Exercise
After locating the line that contains "of the river" in the records below, write out exactly that line and each line after it through the one that contains "of the bare", and nothing else.

(Photo-based referring expression data)
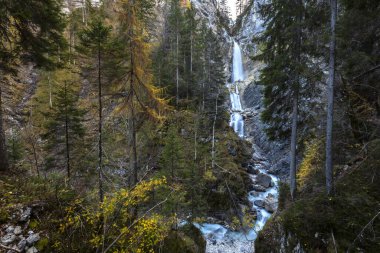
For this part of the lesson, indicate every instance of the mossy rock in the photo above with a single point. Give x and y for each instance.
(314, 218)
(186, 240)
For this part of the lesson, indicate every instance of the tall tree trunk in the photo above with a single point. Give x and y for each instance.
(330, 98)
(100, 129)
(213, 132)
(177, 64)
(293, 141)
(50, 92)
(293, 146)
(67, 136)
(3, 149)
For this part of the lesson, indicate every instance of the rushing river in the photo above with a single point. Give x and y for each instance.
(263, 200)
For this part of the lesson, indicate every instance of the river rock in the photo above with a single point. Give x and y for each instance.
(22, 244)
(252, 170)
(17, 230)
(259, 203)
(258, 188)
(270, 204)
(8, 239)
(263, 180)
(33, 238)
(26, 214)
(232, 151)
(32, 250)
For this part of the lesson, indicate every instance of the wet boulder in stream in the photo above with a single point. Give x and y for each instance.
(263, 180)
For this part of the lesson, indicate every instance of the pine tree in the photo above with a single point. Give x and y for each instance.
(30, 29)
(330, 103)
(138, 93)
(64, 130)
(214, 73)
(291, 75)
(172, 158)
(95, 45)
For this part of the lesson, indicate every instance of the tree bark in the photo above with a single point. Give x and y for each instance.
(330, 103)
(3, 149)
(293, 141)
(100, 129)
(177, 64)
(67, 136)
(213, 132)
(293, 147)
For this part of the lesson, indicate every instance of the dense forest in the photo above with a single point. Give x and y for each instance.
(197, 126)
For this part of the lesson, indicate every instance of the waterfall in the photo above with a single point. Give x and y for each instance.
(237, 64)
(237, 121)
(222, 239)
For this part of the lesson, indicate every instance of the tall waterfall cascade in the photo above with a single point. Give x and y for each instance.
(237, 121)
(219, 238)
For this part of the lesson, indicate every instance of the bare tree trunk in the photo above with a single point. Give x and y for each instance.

---

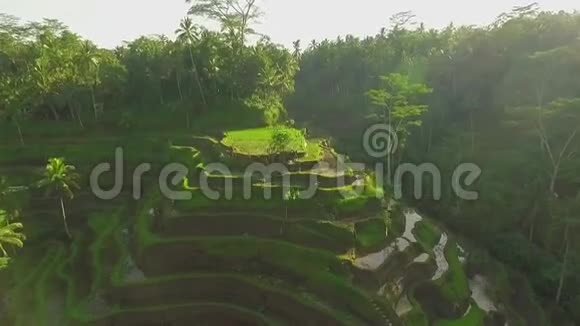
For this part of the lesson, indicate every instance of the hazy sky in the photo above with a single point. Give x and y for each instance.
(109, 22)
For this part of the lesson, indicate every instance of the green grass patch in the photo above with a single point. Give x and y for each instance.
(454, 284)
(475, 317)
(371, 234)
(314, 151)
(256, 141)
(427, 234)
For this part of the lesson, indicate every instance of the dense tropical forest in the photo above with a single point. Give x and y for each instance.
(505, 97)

Output of the task
For this part of the lesson, indicate every instance of the river rock in the photo above with a single point. Give x and y for each instance.
(22, 244)
(252, 170)
(17, 230)
(259, 203)
(258, 188)
(270, 204)
(8, 239)
(263, 180)
(33, 238)
(26, 214)
(232, 151)
(32, 250)
For this part of the lesson, indicate every instance of the wet boulder in stream in the photo above with a single point. Give x and y for each instance.
(263, 180)
For this part of the lesson, indicate every instance of the pine tree in the photo above with a single point. Give x and y for each instance.
(30, 29)
(330, 103)
(138, 93)
(64, 130)
(214, 73)
(291, 75)
(172, 158)
(95, 45)
For this part of the lesson, indicate every instance of the tree bark in the photo above with a single point. Give x and y for each instance.
(330, 103)
(3, 149)
(293, 141)
(100, 129)
(177, 64)
(67, 136)
(213, 132)
(293, 147)
For this part of the lesson, indicate every instance of the dense forest in the photo above with a single point. Give x and y for each instance.
(197, 126)
For this part of the lesson, indicate every instance of the waterfall in the photo above with a single point. Give x and y for each instance.
(237, 64)
(237, 121)
(222, 239)
For this part of the lesson, indicate every instance of the tall waterfall cascade in the photo above with a single point. Give x and y for each instance.
(237, 121)
(219, 238)
For this part of the lesson, indicate every instance of the bare tree trunk in the photo above with a single point. Give x and y for each instance.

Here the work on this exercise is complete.